── DATA SUPPLIED

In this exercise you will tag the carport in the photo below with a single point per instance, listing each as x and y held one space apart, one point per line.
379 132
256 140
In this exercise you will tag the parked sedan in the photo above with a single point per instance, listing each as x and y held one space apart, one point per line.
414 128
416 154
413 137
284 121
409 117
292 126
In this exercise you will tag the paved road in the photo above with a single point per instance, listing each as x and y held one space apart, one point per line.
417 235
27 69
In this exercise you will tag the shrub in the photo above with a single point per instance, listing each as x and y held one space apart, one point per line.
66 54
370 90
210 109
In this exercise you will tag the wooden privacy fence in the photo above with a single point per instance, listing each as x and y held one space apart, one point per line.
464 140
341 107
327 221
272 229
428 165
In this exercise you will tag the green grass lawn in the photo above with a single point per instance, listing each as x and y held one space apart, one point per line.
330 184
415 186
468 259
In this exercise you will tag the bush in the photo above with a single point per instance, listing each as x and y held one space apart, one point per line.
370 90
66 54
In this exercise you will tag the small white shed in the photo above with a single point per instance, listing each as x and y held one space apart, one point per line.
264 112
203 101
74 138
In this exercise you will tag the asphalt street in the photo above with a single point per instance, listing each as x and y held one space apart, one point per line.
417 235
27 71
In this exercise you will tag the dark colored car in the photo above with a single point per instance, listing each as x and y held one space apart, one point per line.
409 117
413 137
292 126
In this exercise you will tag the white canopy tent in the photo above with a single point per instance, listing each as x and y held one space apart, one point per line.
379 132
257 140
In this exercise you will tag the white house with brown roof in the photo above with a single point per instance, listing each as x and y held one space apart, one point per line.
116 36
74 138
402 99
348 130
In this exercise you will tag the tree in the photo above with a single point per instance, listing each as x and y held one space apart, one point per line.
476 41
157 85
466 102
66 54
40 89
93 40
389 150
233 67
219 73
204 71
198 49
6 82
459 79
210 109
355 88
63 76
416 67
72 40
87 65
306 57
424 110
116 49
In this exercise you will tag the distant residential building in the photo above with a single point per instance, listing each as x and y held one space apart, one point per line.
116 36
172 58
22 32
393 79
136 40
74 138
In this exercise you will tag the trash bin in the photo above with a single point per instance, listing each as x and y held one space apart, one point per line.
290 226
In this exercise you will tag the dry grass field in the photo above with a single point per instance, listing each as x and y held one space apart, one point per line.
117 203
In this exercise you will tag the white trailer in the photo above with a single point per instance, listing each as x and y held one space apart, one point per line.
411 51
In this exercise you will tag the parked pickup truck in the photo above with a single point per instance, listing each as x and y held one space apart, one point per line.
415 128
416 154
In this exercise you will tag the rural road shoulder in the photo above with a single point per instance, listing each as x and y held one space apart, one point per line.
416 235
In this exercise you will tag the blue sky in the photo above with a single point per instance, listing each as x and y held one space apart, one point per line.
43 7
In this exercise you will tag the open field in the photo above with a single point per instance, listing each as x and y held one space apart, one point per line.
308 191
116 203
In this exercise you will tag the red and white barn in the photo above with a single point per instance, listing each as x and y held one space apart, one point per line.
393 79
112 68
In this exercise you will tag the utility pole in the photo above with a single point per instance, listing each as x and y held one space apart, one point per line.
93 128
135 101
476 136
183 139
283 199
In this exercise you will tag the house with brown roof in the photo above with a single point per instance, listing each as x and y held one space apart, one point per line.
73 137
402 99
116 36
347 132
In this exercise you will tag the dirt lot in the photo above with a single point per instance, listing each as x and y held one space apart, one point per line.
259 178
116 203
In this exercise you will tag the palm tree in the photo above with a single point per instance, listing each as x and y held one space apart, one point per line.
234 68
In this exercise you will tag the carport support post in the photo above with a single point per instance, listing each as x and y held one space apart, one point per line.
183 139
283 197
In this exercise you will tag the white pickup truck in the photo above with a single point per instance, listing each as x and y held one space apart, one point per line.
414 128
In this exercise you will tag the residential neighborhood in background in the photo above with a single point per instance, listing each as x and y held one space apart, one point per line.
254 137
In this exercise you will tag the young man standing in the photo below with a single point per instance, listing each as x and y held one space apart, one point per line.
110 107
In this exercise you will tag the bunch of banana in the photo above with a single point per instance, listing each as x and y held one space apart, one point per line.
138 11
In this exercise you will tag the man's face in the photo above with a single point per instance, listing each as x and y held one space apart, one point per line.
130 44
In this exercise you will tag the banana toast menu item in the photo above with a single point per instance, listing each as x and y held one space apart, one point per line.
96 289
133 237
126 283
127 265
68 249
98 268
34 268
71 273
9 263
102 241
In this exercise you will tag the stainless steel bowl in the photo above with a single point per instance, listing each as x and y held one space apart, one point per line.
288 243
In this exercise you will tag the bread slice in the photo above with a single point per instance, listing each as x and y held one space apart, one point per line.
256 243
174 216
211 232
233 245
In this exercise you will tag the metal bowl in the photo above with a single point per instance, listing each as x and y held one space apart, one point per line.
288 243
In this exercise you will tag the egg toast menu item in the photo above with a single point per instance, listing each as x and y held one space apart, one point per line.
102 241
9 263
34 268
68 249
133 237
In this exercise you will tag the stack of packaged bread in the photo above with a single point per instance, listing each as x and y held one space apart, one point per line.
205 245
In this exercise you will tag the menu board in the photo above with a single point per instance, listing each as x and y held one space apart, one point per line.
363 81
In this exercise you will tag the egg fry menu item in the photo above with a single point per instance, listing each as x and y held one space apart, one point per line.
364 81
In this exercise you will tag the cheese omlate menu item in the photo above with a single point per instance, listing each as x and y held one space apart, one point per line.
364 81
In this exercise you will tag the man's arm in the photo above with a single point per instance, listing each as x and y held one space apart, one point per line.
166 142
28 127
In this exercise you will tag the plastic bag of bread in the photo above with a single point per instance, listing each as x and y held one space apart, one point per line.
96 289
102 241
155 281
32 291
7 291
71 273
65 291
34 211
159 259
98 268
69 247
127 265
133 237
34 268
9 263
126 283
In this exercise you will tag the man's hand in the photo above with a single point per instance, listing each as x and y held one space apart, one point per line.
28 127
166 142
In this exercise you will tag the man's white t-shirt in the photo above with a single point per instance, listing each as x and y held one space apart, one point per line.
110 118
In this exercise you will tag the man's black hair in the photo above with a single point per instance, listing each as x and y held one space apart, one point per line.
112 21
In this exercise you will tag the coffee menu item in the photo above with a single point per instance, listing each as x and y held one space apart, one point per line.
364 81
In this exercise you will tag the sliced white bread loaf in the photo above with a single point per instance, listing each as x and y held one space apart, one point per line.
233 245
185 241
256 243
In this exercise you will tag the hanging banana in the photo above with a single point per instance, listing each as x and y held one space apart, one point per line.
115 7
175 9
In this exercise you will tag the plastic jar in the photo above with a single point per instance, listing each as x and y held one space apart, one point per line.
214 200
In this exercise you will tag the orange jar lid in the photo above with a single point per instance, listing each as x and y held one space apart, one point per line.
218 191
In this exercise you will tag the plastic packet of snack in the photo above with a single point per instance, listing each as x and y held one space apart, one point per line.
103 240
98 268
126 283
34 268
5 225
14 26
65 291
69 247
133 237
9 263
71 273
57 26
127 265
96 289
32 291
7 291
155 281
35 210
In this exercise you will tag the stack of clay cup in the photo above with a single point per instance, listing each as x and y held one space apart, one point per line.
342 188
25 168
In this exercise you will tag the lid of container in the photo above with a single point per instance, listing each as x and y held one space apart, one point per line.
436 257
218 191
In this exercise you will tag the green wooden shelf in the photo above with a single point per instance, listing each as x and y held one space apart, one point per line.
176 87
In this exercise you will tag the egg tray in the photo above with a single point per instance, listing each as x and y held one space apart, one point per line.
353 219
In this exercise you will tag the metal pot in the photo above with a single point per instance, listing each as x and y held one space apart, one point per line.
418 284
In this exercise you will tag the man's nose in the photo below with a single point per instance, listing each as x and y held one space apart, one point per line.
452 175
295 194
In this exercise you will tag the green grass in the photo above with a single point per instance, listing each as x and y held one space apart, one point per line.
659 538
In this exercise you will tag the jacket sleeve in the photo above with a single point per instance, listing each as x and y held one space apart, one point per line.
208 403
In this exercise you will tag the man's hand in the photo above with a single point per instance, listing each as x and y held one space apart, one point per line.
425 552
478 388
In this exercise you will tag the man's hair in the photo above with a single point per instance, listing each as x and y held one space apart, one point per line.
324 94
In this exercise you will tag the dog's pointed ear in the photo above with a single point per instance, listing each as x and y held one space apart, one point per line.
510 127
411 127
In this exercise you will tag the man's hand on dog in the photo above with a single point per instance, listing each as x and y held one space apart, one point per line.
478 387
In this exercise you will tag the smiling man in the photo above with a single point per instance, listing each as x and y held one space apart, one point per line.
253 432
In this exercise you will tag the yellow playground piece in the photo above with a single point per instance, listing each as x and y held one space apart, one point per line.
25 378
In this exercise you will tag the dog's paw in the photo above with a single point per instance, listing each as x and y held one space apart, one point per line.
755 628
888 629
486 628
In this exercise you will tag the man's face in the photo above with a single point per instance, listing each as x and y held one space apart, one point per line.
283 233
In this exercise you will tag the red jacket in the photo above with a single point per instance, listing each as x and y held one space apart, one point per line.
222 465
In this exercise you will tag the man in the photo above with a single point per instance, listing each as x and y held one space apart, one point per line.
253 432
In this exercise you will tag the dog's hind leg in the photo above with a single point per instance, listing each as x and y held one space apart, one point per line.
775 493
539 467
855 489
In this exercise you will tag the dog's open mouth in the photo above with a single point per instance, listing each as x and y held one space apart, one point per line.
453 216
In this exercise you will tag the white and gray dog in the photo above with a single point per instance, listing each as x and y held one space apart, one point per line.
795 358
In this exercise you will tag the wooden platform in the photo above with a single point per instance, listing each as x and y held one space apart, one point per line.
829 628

────

**DIRECTIVE**
Transcribe word for word the lines from the one holding "In this exercise you will tag the dog's hind" to the last line of the listing above, inclusive.

**FINISHED TASK**
In this exercise you will tag the dog's hind leg in the photo above with a single point per instance, listing each as x and y held one space apart, one point per line.
775 493
539 467
855 489
In this exercise you will tag the dog's open mouth in the photo above with a single point per instance, listing each as x and y held one space apart, one point per line.
453 216
In this exercise you will tag the white and gray dog in the photo above with a single point per instance, listing each as x and y held one space apart, one point per line.
795 358
In this exercise you will tag the wooden platform in the photo above with a single point per instance, listing each as x and y held one space apart, one point per line.
829 628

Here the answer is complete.